• [Given data]

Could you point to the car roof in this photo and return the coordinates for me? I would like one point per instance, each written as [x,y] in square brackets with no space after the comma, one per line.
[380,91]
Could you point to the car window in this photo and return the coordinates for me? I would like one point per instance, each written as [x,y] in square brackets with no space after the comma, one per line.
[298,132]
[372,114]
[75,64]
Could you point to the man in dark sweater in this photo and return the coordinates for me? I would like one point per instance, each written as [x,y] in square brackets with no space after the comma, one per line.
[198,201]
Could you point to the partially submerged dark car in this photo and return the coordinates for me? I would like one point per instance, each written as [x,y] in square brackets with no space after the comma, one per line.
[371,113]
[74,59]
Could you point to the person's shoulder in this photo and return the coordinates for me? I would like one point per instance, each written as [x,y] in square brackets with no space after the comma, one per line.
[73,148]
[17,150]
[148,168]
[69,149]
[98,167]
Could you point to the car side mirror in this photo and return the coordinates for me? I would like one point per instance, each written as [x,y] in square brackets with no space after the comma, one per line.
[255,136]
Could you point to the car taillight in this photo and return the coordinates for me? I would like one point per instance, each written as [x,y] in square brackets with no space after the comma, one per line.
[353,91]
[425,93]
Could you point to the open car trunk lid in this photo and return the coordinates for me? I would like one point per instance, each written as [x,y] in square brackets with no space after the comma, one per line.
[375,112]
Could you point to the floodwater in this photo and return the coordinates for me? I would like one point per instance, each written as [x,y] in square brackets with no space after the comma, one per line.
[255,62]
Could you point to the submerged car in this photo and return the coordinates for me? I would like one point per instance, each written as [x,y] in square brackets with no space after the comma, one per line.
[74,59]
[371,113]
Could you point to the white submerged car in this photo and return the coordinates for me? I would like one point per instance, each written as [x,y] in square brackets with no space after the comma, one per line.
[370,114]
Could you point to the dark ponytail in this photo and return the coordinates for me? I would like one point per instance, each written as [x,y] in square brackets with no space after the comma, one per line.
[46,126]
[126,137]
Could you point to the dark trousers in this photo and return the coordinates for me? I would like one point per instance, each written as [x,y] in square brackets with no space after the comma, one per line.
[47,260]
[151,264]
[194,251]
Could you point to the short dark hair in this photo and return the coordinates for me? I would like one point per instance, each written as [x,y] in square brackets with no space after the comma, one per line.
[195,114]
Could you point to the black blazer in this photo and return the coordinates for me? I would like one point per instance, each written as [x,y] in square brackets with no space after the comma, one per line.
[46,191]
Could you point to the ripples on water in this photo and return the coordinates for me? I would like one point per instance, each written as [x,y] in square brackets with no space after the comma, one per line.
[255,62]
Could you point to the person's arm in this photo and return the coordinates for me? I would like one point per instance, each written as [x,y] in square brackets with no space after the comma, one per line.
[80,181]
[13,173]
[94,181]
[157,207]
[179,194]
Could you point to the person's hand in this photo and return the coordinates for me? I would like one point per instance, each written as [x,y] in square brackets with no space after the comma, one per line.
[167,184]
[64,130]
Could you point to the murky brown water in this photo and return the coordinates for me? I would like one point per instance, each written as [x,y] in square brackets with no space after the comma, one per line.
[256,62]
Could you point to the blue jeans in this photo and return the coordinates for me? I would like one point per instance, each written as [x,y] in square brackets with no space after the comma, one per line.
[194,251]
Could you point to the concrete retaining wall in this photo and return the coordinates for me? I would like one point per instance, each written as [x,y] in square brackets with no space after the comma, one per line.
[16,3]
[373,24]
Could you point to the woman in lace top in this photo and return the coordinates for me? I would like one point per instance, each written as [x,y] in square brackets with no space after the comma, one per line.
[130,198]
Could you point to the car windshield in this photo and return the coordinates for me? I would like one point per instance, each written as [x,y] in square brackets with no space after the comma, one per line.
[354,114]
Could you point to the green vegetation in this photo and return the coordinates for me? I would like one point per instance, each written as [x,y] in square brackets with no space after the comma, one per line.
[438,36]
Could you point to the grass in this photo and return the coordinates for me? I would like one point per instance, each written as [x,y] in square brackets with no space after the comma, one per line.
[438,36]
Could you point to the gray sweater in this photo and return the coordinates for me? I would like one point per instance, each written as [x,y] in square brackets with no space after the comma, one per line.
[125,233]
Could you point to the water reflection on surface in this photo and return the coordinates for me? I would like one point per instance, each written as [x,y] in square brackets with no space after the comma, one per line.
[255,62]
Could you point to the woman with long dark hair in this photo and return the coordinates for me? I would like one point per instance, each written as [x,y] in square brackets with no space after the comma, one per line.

• [Assignment] The material above needs to be reproduced exactly as written.

• [Exercise output]
Could you point to the car roof in this photo and return the coordinates for me? I would like one point per instance, each written as [x,y] in square brackets with no space after the comma, one per line.
[380,91]
Could you point to the car window in this photo and return the coordinates for me? I would like one point per instance, each written as [x,y] in square brackets with no space after the comma, one per line.
[298,132]
[372,114]
[75,64]
Could you point to the man in dark sweater in this photo and return the coordinates for me? I would like one point per instance, each written as [x,y] in square brackets with no space after the comma, one per line.
[198,201]
Could you point to the partially submerged dark car in this photo and return the coordinates for me? I would like one point per instance, each written as [x,y] in square brackets with no space after the comma, one per line.
[371,113]
[74,59]
Could you point to the person's shoulder in this photo and return the coordinates for me? I would like one point per instance, each written as [x,y] in square brackets with no space after the comma, one per line.
[73,148]
[17,150]
[148,168]
[69,149]
[98,167]
Could you point to the car side mirror in this photo and return the coordinates for me? I would like one point per instance, each written as [x,y] in square brackets with no space after the comma, one per line.
[255,136]
Could you point to the car taillight in this photo and return the coordinates for me? I would like one point per instance, each written as [x,y] in square brackets with no space after the comma, one per line.
[353,91]
[425,93]
Could you point to the open car trunk lid in this photo and return the coordinates for me? I would like one point per instance, each written as [x,y] in square brackets with no space after the comma, one per line.
[375,112]
Could you point to the floodwater in this photo and return the coordinates for me? I would like one point per instance, each written as [x,y] in square brackets with no space after the comma, one per line.
[255,62]
Could you point to the submerged car in this photo and return the coordinates for me? I would like one point per instance, each written as [x,y] in square brackets with no space after the comma, one per line.
[74,59]
[371,113]
Could you point to the white submerged car in this photo and return the coordinates for me? I would like one point per instance, each written as [x,y] in square brackets with no space after the comma, one per line.
[370,114]
Could you point to the dark ponytail in this photo and return the coordinates for me? I would like one point per instance, each written as [x,y] in square brackets with no space after the comma, one per line.
[46,126]
[126,137]
Could you point to the dark trousers in this photo and return the coordinates for me? I would like one point per instance, each written as [x,y] in square brackets with no space after the comma, one per line.
[47,260]
[151,264]
[194,251]
Could you point to the short dark hair in this photo and return the coordinates for me? I would like one point per instance, each written as [x,y] in square brackets with no space after the comma, one per line.
[195,114]
Could you point to the black blazer in this photo and return the coordinates for me? I would like one point per instance, each written as [x,y] in square brackets with no space after the comma, one per line.
[46,191]
Could you point to the ripples on water in this photo and return the coordinates for me? I would like one point per instance, each written as [x,y] in square brackets with no space after the comma, one per line.
[255,62]
Could you point to the person's arm in this photo and return the coordinates for me? I would like one point per instance, each written as [x,y] in square brackets with no space after the comma, one per line.
[80,181]
[13,173]
[94,181]
[157,207]
[179,194]
Could you point to the person's hand in this photo and return the coordinates for me? I would like one point per instance, each written as [x,y] in square brackets with no space after the comma, one per line.
[167,184]
[64,130]
Could you point to the murky brown water in this photo and return the coordinates for me? I would like one point per instance, each written as [x,y] in square brackets with no space after the comma, one per line.
[256,62]
Could you point to the blue jeans in this photo and return the coordinates for me? I would like one point per instance, each written as [x,y] in square brackets with no space after the comma, one per line.
[194,251]
Could you point to the concrete retaining wall in this photo and return the coordinates for me? I would like one point per instance, each written as [x,y] in square brackets with no space after the comma, one per line.
[16,3]
[373,24]
Could you point to the woman in lace top in this photo and return the coordinates for me? I would like one point per instance, each written as [x,y] in square brackets with no space after the comma, one per line.
[130,198]
Could you point to the car windshield in this photo and return the coordinates for me? I would like one point per instance, each written as [x,y] in square brackets with no space after the comma, one per line.
[354,114]
Could you point to the green vegetation in this photo and return the coordinates for me? I would like one point per instance, each written as [x,y] in square brackets with no space after the comma, one per line.
[438,36]
Could you point to the grass in this photo and return the coordinates for me? I would like one point per instance, each written as [x,y] in square brackets with no space after the comma, one per line.
[438,36]
Could you point to the gray sweater in this photo and return the coordinates for me? I would like one point per instance, each written as [x,y] in square brackets with no space after the comma, one per line.
[125,233]
Could you point to the water reflection on surface in this photo and return the coordinates for me? I would like one point per instance, each written as [x,y] in square brackets with no space after the comma, one per line.
[255,62]
Could you point to the woman with long dark hair in this photo and return the coordinates for me? I would like one point per instance, each written as [x,y] in square brackets with no space after the comma, one per line.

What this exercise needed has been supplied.